* [TASK STATEMENT] Turn the entries below into a numbered list, leaving out any blank lines.

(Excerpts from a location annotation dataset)
..............................

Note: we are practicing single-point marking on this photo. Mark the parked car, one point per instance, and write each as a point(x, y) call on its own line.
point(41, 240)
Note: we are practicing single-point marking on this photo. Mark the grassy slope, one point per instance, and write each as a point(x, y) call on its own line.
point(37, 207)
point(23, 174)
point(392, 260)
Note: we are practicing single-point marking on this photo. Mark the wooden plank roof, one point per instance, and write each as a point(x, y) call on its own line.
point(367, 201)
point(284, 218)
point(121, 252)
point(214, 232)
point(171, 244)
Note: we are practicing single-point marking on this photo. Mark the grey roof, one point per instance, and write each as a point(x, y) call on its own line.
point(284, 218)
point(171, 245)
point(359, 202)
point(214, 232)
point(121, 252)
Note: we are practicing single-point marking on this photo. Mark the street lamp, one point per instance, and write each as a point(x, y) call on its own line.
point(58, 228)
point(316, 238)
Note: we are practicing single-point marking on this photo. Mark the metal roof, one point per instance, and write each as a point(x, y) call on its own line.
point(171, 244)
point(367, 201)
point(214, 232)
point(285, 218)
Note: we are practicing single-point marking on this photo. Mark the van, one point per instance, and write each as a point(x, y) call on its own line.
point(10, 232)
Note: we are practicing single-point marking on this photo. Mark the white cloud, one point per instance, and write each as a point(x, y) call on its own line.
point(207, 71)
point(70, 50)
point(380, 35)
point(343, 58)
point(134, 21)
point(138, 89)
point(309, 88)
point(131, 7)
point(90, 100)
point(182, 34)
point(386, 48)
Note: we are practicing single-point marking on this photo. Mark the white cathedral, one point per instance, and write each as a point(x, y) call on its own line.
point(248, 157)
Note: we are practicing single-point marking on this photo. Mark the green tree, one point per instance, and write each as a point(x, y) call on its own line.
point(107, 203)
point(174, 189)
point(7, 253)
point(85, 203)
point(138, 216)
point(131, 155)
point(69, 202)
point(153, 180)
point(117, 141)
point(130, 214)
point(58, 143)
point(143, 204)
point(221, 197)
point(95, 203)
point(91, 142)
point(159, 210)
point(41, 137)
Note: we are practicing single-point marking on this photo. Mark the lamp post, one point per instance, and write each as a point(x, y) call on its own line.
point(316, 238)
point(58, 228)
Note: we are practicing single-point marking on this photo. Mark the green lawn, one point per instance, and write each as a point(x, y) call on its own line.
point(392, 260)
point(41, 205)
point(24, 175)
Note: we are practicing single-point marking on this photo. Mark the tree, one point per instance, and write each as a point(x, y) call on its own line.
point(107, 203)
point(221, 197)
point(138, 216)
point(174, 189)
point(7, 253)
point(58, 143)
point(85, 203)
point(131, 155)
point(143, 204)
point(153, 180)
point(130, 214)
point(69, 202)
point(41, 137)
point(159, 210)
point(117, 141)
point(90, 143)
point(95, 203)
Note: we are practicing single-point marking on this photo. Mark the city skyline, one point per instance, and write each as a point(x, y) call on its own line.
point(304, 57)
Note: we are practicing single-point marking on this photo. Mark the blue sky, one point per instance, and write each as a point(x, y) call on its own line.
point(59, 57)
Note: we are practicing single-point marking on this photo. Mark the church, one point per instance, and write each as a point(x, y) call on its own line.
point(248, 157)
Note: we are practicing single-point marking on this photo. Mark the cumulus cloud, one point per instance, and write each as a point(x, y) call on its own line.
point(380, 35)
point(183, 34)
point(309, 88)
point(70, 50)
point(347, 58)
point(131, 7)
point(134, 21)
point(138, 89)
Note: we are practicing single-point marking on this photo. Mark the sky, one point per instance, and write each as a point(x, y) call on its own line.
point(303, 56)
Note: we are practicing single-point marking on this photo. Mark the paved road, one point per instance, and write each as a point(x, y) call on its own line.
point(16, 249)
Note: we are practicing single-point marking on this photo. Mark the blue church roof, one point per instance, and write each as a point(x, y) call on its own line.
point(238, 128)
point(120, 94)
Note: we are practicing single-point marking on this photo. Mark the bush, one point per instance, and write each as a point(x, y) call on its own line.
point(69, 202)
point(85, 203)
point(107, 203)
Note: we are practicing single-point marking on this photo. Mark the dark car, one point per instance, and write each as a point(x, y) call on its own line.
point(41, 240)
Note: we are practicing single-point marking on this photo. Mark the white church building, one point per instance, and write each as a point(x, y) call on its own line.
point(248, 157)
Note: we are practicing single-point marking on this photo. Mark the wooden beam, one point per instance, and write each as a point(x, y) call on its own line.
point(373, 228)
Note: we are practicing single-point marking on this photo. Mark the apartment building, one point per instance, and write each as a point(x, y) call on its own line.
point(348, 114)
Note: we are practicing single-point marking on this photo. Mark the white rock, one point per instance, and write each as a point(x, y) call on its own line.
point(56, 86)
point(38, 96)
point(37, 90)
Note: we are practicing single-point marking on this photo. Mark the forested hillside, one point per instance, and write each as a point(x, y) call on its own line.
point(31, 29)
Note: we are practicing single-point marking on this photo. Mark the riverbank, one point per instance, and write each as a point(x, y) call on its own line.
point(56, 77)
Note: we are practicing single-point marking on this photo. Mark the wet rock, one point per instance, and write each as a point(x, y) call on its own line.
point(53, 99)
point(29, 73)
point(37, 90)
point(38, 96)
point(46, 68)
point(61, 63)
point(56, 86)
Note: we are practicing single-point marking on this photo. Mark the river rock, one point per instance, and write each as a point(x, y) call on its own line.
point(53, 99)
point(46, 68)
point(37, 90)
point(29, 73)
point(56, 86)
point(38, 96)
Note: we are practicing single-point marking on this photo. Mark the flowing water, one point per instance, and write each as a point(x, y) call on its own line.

..............................

* [TASK ANSWER]
1. Note: we are practicing single-point marking on this photo. Mark the parked car, one point per instance, and write each as a point(x, y) call on its own line.
2. point(41, 240)
3. Note: we are practicing single-point marking on this photo. Mark the grassy slope, one point per instance, and write each as a point(x, y) call on its own line.
4. point(37, 207)
5. point(23, 174)
6. point(392, 260)
7. Note: we are practicing single-point marking on this photo. Mark the wooden plank roof, one point per instance, and write each as a point(x, y) call on its own line.
8. point(367, 201)
9. point(284, 218)
10. point(121, 252)
11. point(214, 232)
12. point(171, 244)
13. Note: we are practicing single-point marking on this photo. Mark the grey roof, one point per instance, and write each as a point(x, y) call on its own line.
14. point(284, 218)
15. point(171, 245)
16. point(359, 202)
17. point(214, 232)
18. point(121, 252)
19. Note: we are practicing single-point marking on this photo. Mark the street lamp, one point per instance, and write each as a point(x, y) call on its own line.
20. point(58, 228)
21. point(316, 238)
22. Note: we are practicing single-point marking on this photo. Mark the metal roof, one point per instance, and write each as a point(x, y) call on its own line.
23. point(171, 244)
24. point(367, 201)
25. point(214, 232)
26. point(285, 218)
27. Note: we are practicing single-point marking on this photo. Mark the van, one point per instance, and write each as a point(x, y) call on its own line.
28. point(10, 232)
29. Note: we are practicing single-point marking on this photo. Mark the white cloud, one point per instance, and write each as a point(x, y) call on its own line.
30. point(207, 71)
31. point(70, 50)
32. point(380, 35)
33. point(343, 58)
34. point(134, 21)
35. point(138, 89)
36. point(309, 88)
37. point(131, 7)
38. point(90, 100)
39. point(182, 34)
40. point(386, 48)
41. Note: we are practicing single-point marking on this photo. Mark the white cathedral, one point per instance, and write each as a point(x, y) call on its own line.
42. point(248, 157)
43. Note: we are practicing single-point marking on this photo. Mark the green tree, one point per instance, and write each as a point(x, y) call on its own line.
44. point(107, 203)
45. point(174, 189)
46. point(7, 253)
47. point(85, 203)
48. point(138, 216)
49. point(131, 155)
50. point(69, 202)
51. point(153, 180)
52. point(117, 141)
53. point(130, 214)
54. point(58, 143)
55. point(143, 204)
56. point(221, 197)
57. point(95, 203)
58. point(91, 142)
59. point(159, 210)
60. point(41, 137)
61. Note: we are practicing single-point marking on this photo. Mark the lamp post, one point per instance, and write each as a point(x, y) call on its own line.
62. point(316, 238)
63. point(58, 228)
64. Note: we are practicing single-point marking on this photo. Mark the green lawn, one point per instance, and write each as a point(x, y) call on its own line.
65. point(392, 260)
66. point(41, 205)
67. point(24, 175)
68. Note: we are practicing single-point marking on this photo. Mark the tree, one point per instance, and write each as a point(x, y) call on its own line.
69. point(107, 203)
70. point(221, 197)
71. point(138, 216)
72. point(174, 189)
73. point(7, 253)
74. point(58, 143)
75. point(85, 203)
76. point(131, 155)
77. point(143, 204)
78. point(153, 180)
79. point(130, 214)
80. point(69, 202)
81. point(41, 137)
82. point(159, 210)
83. point(117, 141)
84. point(90, 143)
85. point(95, 203)
86. Note: we are practicing single-point marking on this photo. Mark the city skyline, one point per instance, and write each as a point(x, y) call on its own line.
87. point(304, 57)
88. Note: we are practicing single-point marking on this photo. Mark the blue sky, one point per instance, and write each as a point(x, y) call on its own line.
89. point(59, 57)
90. Note: we are practicing single-point marking on this photo. Mark the church, one point per instance, and write each as a point(x, y) call on its own line.
91. point(248, 157)
92. Note: we are practicing single-point marking on this photo. Mark the cumulus cloud, one point per instance, and write each as a point(x, y) call on its own line.
93. point(380, 35)
94. point(183, 34)
95. point(309, 88)
96. point(70, 50)
97. point(347, 58)
98. point(131, 7)
99. point(134, 21)
100. point(138, 89)
101. Note: we are practicing single-point marking on this photo. Mark the sky, one point per instance, and write each as a point(x, y) call on its own line.
102. point(303, 56)
103. Note: we are practicing single-point marking on this photo. Mark the paved road, one point per instance, and write each as a point(x, y) call on its own line.
104. point(16, 249)
105. Note: we are practicing single-point marking on this photo. Mark the blue church roof, one point per instance, and write each as a point(x, y) call on its own line.
106. point(238, 128)
107. point(120, 94)
108. Note: we are practicing single-point marking on this photo. Mark the bush, one point per instance, and write each as a point(x, y) call on its own line.
109. point(69, 202)
110. point(85, 203)
111. point(107, 203)
112. Note: we are practicing single-point marking on this photo. Mark the dark car, one point per instance, and write each as a point(x, y) call on its own line.
113. point(41, 240)
114. Note: we are practicing single-point marking on this photo. Mark the white church building, one point per instance, and write each as a point(x, y) call on its own line.
115. point(248, 157)
116. Note: we are practicing single-point marking on this photo. Mark the wooden beam, one point per instance, and write each as a point(x, y) call on its own line.
117. point(373, 228)
118. Note: we are practicing single-point marking on this photo. Mark the apartment building, one point per instance, and write each as a point(x, y) call on its own line.
119. point(348, 114)
120. Note: we are practicing single-point marking on this photo. Mark the white rock, one point per instance, and write each as a point(x, y) call on its own line.
121. point(56, 86)
122. point(38, 96)
123. point(37, 90)
124. Note: we are practicing single-point marking on this photo. Mark the forested hillside, one point per instance, and write each as a point(x, y) call on its own line.
125. point(31, 29)
126. Note: we are practicing single-point marking on this photo. Mark the riverbank, one point per instance, and write each as a point(x, y) call on its own line.
127. point(56, 77)
128. Note: we are practicing single-point marking on this photo. Mark the wet rock, one point per instance, and write each as a point(x, y) call on its own line.
129. point(53, 99)
130. point(29, 73)
131. point(37, 90)
132. point(38, 96)
133. point(46, 68)
134. point(61, 63)
135. point(56, 86)
136. Note: we are practicing single-point marking on this photo. Mark the river rock, one point per instance, and write each as a point(x, y) call on its own line.
137. point(53, 99)
138. point(46, 68)
139. point(37, 90)
140. point(29, 73)
141. point(56, 86)
142. point(38, 96)
143. Note: we are practicing single-point marking on this photo. Mark the flowing water, one point per instance, and write each as a point(x, y) call on its own line.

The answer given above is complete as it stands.